* **Selected text**:

----

When students move to Austin from rural areas, they probably expect to meet more people. UT researchers have recently shown that they should also expect to encounter more microbes.
UT associate professor Atila Novoselac and his colleagues examined microbes living on the walls and floors of different homes, according to a recent study published in the journal Science Advances. They found buildings in urban environments held a larger community of human-associated microbes than homes in rural environments.
“We know that microbes along an urbanization gradient change … and also the microbes present in the body are clearly different between urban and rural people,” said Jean Ruiz-Calderon, a graduate student from the University of Puerto Rico in Rio Piedras.
These homes ranged from huts in a small hunter-gatherer communities in Peru to high-rise apartments in Manaus, Brazil, which has a population of 1.8 million people.
Novoselac said there are many architectural differences from houses based in cities to those in the rainforest. Many of the rural homes are open to the outside, and as they become more urbanized, the homes become more and more enclosed.
The team discovered a larger amount of human-associated bacteria in houses in more developed areas.

----

* **Excerpted data**:
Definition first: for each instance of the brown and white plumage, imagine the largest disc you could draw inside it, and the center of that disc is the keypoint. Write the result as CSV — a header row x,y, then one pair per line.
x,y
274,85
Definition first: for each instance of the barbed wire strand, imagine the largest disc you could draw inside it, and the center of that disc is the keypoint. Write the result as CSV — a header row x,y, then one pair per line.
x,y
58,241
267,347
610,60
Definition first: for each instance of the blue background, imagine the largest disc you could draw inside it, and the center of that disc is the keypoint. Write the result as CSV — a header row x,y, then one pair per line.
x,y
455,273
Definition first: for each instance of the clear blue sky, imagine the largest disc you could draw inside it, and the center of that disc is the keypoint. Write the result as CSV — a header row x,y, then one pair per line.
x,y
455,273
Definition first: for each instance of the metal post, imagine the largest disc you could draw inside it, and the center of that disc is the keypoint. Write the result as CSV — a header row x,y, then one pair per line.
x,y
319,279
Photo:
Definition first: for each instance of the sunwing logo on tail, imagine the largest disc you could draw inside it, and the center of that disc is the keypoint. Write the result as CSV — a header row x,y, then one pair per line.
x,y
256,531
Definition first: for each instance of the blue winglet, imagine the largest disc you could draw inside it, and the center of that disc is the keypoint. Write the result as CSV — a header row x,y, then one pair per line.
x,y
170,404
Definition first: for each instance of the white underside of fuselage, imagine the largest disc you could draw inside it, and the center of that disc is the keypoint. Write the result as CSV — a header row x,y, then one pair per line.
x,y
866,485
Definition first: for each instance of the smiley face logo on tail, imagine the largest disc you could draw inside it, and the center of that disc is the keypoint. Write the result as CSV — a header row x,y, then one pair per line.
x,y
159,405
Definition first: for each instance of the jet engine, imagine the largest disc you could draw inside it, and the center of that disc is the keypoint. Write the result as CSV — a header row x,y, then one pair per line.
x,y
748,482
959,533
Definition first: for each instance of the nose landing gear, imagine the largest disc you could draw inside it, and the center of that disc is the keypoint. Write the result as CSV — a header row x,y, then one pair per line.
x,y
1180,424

----

* **Directions**:
Using the text on microbes in urban and rural homes, answer:
(a) In which journal was the study published?
(b) What population does the text give for Manaus, Brazil?
(c) What happens to homes as they become more urbanized, according to Novoselac?

* **Response area**:
(a) Science Advances
(b) 1.8 million people
(c) They become more and more enclosed.